● Exercise brief
Return exactly the final stretch of the records below, opening with the line that contains "Where can you see the palm" and closing with the last line.

● Data for analysis
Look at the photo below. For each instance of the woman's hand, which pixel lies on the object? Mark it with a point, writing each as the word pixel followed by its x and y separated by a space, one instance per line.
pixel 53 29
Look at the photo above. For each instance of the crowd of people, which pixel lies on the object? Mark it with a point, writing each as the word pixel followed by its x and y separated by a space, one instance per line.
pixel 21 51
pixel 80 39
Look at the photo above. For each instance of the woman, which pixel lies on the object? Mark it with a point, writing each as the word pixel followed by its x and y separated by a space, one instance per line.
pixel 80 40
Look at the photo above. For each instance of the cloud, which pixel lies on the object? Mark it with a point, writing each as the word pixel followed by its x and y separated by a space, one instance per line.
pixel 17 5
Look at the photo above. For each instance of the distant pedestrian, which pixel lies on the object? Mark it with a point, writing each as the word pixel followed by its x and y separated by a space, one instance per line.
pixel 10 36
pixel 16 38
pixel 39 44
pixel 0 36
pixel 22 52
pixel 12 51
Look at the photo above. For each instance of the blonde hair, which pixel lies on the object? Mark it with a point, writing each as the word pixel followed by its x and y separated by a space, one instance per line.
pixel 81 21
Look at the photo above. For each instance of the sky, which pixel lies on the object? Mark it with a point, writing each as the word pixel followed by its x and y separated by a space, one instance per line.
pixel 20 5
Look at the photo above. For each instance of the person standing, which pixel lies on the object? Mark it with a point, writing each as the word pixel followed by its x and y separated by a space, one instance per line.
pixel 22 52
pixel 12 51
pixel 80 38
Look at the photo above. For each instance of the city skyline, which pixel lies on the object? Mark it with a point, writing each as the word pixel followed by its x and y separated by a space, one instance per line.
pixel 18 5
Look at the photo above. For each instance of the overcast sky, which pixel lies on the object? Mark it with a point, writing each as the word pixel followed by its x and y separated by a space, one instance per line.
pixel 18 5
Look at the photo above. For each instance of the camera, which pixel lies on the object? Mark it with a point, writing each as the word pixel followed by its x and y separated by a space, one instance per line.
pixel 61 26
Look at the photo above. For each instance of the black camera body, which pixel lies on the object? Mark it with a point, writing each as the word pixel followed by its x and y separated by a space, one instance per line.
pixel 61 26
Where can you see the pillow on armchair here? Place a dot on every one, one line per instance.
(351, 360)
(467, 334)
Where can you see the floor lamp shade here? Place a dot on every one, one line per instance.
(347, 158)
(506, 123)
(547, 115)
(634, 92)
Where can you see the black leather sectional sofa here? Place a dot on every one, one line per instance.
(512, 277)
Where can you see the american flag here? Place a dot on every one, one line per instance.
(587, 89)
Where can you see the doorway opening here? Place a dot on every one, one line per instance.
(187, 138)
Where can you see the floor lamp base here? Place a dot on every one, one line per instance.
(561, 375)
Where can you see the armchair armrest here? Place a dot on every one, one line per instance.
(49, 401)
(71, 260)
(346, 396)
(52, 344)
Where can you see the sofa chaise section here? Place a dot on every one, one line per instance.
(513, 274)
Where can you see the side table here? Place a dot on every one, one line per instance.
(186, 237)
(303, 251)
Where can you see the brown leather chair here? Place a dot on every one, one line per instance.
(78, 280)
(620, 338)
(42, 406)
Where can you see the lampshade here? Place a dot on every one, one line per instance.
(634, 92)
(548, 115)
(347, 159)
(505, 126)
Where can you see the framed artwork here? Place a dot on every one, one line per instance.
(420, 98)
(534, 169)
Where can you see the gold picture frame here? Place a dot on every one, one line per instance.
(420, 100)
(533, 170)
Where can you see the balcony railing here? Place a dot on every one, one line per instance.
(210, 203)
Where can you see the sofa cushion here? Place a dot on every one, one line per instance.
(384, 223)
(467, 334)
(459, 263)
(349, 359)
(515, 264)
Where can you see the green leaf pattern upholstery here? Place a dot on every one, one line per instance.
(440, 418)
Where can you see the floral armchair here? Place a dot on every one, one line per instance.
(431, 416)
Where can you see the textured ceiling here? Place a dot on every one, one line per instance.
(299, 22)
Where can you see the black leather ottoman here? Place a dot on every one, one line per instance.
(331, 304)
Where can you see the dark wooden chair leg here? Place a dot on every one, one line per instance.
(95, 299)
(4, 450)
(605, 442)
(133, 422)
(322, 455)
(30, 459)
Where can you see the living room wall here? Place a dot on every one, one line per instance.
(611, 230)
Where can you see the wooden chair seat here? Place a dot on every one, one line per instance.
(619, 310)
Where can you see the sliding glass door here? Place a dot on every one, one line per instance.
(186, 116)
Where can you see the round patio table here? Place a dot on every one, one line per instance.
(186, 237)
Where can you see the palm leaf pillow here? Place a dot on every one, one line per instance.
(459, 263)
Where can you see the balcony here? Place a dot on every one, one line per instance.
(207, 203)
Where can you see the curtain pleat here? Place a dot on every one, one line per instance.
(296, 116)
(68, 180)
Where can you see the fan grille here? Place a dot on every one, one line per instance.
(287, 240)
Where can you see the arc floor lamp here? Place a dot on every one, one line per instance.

● Expected answer
Where can you see the palm leaf pillow here? Place a dot on every one, one line per instance.
(459, 263)
Where can you see the balcony here? Place a dot on every one, one line per instance.
(207, 203)
Where can you see the curtain pleat here? Place a dot on every one, one line per instance.
(296, 116)
(68, 180)
Where can you see the fan grille here? Place a dot on every one, one line per instance.
(287, 240)
Where can you see the arc floor lamp here? Place a dot on every one, one line per instance.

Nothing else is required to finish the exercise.